* EXTRAIT FOURNI
──────────

C’est sur le tourisme qu’a délibérément misé la Corse, qui reçoit 2 500 000 clients par an, dont 440 000 étrangers. Et c’est la construction qui y est l’activité la plus florissante (6). L’organisation de l’espace en a été en partie modifiée: peu à peu en effet, le rattachement de la Corse à la France a mis en façade le Nord-Ouest et l’Ouest de l’île, faisant basculer de 90° vers l’ouest une division virtuelle de la Corse entre un côté «au flux» et un côté «sous le flux» (fig. 7).

Certes, le changement d’azimut métropolitain n’a pas vraiment déstabilisé l’activité de Bastia, assez solidement ancrée et qui est restée durant tout le XIXe siècle la métropole économique du pays. Mais il a servi davantage Ajaccio et la moitié occidentale de l’île. Il a pu s’appuyer sur la double dissymétrie que présentait la nouvelle organisation administrative et urbaine dominée par Ajaccio, et la forme du littoral, très spectaculaire à l’ouest.

Le tourisme côté ouest

Dans le domaine du tourisme, c’est surtout la Balagne, la contrée corse la plus proche des côtes provençales, qui a profité: Calvi, Sant’Ambroggio, Algajola, Davia, L’Île-Rousse (7) et leurs environs sont devenus de hauts lieux du tourisme estival et de l’urbanisme d’hébergement, bénéficiant d’un bon aéroport à Calvi et de liaisons maritimes régulières par Calvi et L’Île-Rousse. Les villages haut perchés de la corniche de Balagne, du côté de Belgodère, y ajoutent leur parfum d’exotisme.

──────────

* ENREGISTREMENTS
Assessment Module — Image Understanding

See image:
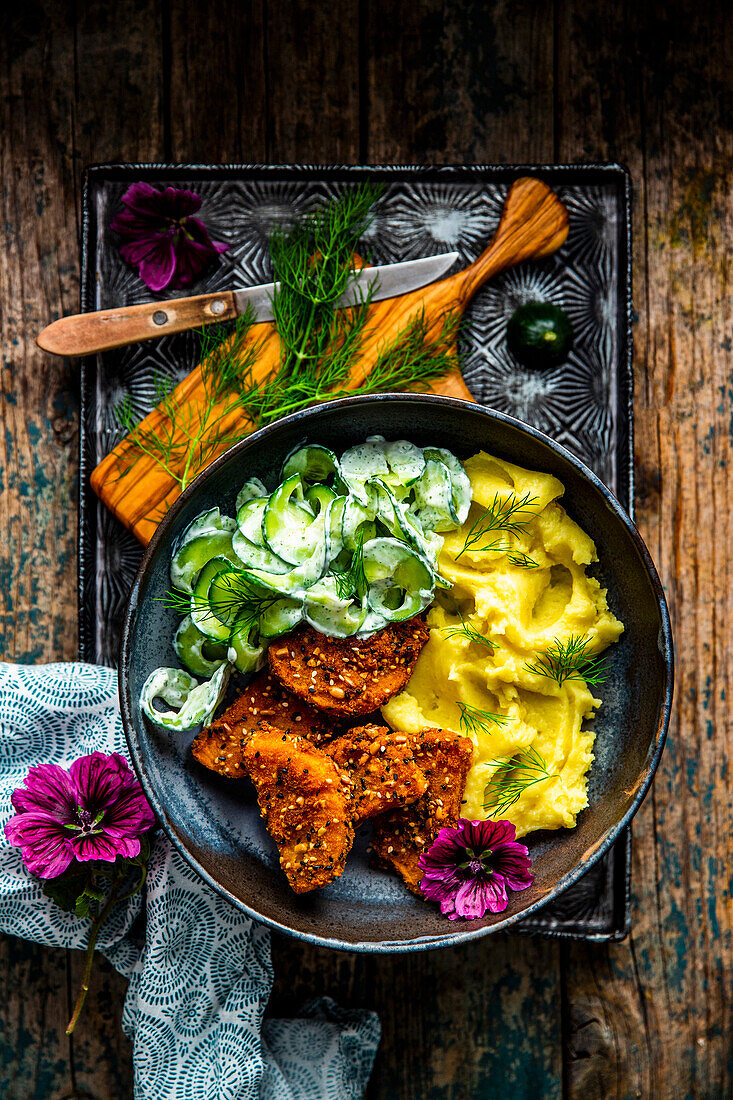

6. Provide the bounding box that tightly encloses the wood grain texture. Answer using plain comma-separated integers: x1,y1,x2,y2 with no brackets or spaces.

──────────

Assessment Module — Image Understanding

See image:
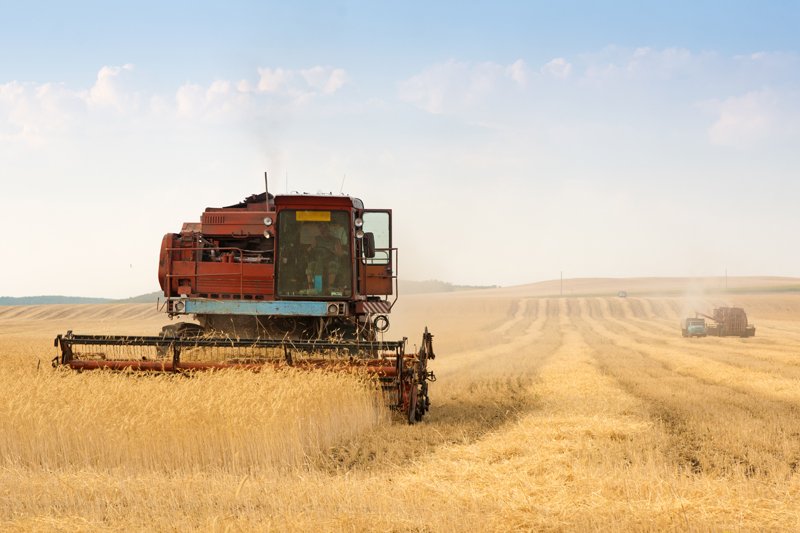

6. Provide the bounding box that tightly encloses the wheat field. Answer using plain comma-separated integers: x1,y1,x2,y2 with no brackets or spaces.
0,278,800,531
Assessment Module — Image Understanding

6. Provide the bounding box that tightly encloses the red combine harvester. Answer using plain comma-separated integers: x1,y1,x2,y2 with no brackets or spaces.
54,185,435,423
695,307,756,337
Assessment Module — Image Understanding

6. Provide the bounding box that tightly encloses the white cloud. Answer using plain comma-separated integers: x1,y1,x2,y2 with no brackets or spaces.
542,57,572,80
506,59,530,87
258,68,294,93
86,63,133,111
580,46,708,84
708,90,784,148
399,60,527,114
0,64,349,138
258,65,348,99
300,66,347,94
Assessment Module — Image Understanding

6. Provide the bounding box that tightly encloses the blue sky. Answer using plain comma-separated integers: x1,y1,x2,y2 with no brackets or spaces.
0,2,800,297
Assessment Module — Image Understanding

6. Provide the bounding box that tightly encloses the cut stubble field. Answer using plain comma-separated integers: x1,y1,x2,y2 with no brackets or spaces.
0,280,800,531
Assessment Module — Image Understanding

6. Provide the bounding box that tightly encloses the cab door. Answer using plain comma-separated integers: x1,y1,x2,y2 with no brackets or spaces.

──────────

* CONSIGNE 1
Résumez en deux phrases l'extrait sur le tourisme en Corse.
* CONSIGNE 2
Reprenez l'extrait sur le tourisme en Corse à la suite de sa dernière phrase.
Ces enregistrements sont tirés d'une autre source que l'extrait.

* RÉPONSE 1
La Corse a misé sur le tourisme, avec 2 500 000 clients par an dont 440 000 étrangers, et son rattachement à la France a mis en façade le Nord-Ouest et l'Ouest de l'île, ce qui a davantage servi Ajaccio et la moitié occidentale que Bastia. Pour le tourisme, c'est surtout la Balagne qui en a profité : Calvi, L'Île-Rousse et leurs environs sont devenus de hauts lieux du tourisme estival, grâce à l'aéroport de Calvi et à des liaisons maritimes régulières.

* RÉPONSE 2
De son côté, Ajaccio a essaimé sur les rives des grandes baies de la côte occidentale. Vers le sud, d’abord par des urbanisations touristiques plus ou moins spectaculaires à Porticcio, proche de l’aéroport, puis l’Isolella et Chiavari; enfin et surtout à Propriano au fond du golfe de Valinco, proche des plus célèbres gisements de mégalithes corses, devenue une vraie ville avec port de voyageurs, aérodrome, hippodrome, nombreux hôtels et collège, associée à la vieille Sartène qui, à 13 km dans les collines, lui donne sa caution historique et son complément de services (lycée, hôpital, sous-préfecture).

Vers le nord, les sites s’espacent et l’urbanisation reste discrète, bien qu’une autre société publique de 1957, la Setco (Société pour l’équipement touristique de la Corse), ait tenté d’y favoriser l’hébergement. Les routes y sont plus étroites, les plages aussi; mais les sites de falaises sont souvent superbes. Les abords des golfes de Liscia et de Sagone, Cargèse (8), Arone, Porto (simple marine de la commune d’Ota), Girolata qui n’est accessible que par bateau ou par un long sentier, la réserve naturelle de Scandola dont on peut seulement approcher la côte par bateau en admirant ses falaises et ses orgues de basalte rouge, sont des lieux où l’on passe, ou qui sont dans l’espace de fin de semaine des Ajacciens. Seule Piana et le site proche des calanchi (non pas des calanques à la provençale mais des pinacles de granite rouge sculptés par l’érosion) ont une fréquentation à la mesure de leur grand renom.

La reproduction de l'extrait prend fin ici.